> [Objective] Which lines in the listing below contain the word "black"? Locate and copy each one, treating uppercase and lowercase as different.

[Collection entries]
══════
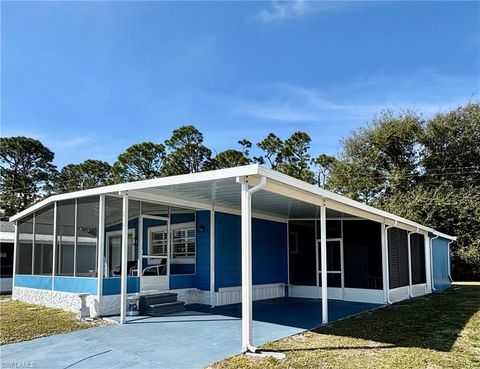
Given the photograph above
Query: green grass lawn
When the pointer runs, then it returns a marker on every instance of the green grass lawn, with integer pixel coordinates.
(436, 331)
(20, 321)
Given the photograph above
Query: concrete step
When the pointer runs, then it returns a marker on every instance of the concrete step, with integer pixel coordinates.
(163, 308)
(157, 298)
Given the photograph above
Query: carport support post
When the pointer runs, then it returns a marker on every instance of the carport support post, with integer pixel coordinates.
(323, 253)
(123, 290)
(246, 269)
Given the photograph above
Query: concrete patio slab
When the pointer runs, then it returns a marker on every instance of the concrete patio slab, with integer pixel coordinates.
(189, 339)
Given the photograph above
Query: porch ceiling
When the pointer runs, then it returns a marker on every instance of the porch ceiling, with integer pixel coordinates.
(224, 194)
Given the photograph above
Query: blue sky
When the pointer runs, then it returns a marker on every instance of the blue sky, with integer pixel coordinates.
(89, 79)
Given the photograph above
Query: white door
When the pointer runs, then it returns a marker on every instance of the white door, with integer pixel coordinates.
(156, 262)
(335, 277)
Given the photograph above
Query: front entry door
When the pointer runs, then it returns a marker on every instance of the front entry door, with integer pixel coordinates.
(335, 278)
(156, 257)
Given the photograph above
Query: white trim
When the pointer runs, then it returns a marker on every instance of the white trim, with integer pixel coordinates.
(323, 253)
(212, 257)
(15, 250)
(101, 244)
(54, 251)
(277, 182)
(124, 271)
(75, 221)
(111, 234)
(149, 183)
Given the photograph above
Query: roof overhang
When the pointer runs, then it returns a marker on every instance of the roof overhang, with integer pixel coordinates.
(283, 197)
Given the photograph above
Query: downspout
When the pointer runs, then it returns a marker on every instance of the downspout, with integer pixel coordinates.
(431, 262)
(387, 282)
(409, 245)
(247, 303)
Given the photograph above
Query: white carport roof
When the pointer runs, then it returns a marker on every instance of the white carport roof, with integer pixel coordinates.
(283, 197)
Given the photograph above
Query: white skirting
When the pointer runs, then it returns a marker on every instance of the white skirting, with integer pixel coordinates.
(346, 294)
(80, 303)
(419, 289)
(399, 294)
(233, 295)
(5, 284)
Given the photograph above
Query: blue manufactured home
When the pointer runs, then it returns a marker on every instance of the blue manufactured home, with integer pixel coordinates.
(217, 238)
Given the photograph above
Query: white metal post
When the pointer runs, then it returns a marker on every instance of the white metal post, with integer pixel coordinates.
(409, 250)
(140, 243)
(384, 262)
(15, 251)
(33, 243)
(100, 245)
(123, 289)
(323, 253)
(426, 250)
(75, 239)
(212, 257)
(54, 252)
(431, 262)
(246, 269)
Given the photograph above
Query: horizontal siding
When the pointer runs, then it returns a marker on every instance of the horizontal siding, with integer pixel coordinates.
(111, 286)
(76, 284)
(33, 281)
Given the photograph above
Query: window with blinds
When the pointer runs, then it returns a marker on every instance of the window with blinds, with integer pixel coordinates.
(183, 242)
(158, 243)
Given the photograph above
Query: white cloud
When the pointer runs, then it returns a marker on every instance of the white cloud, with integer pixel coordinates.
(282, 10)
(423, 91)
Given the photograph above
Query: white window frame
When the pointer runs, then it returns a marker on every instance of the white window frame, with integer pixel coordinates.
(108, 236)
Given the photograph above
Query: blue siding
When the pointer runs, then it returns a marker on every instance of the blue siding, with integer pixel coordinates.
(227, 250)
(111, 286)
(203, 251)
(33, 281)
(269, 251)
(182, 281)
(77, 284)
(440, 264)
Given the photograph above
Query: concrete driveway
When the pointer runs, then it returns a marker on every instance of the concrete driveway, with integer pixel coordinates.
(194, 338)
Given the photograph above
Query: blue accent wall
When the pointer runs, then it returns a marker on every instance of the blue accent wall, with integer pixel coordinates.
(33, 281)
(440, 263)
(269, 251)
(77, 284)
(182, 281)
(203, 251)
(111, 286)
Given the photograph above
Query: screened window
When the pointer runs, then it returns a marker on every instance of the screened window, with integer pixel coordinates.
(302, 254)
(397, 257)
(417, 248)
(362, 252)
(25, 246)
(183, 242)
(87, 234)
(43, 246)
(114, 253)
(65, 237)
(158, 243)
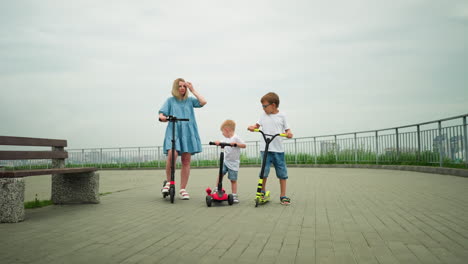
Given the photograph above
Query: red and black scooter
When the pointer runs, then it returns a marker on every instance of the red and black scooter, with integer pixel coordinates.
(171, 193)
(220, 195)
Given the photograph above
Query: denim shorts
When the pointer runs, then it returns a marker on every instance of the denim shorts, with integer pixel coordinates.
(277, 158)
(232, 174)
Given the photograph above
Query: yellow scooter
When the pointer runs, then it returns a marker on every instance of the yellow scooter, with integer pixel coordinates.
(264, 197)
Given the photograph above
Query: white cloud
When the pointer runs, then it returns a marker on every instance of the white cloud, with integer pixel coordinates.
(102, 69)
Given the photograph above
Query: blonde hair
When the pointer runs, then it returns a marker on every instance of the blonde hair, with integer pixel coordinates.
(229, 124)
(271, 98)
(175, 89)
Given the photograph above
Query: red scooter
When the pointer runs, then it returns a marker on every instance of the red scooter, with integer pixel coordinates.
(220, 195)
(171, 193)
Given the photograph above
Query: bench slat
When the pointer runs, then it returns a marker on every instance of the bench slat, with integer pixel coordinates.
(39, 142)
(24, 173)
(24, 155)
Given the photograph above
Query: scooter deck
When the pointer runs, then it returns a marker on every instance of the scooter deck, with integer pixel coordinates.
══════
> [Final result]
Query: red and black scooter
When the pointer runs, then it returns a marker on every instance of the red and black scooter, with integer pixel coordinates.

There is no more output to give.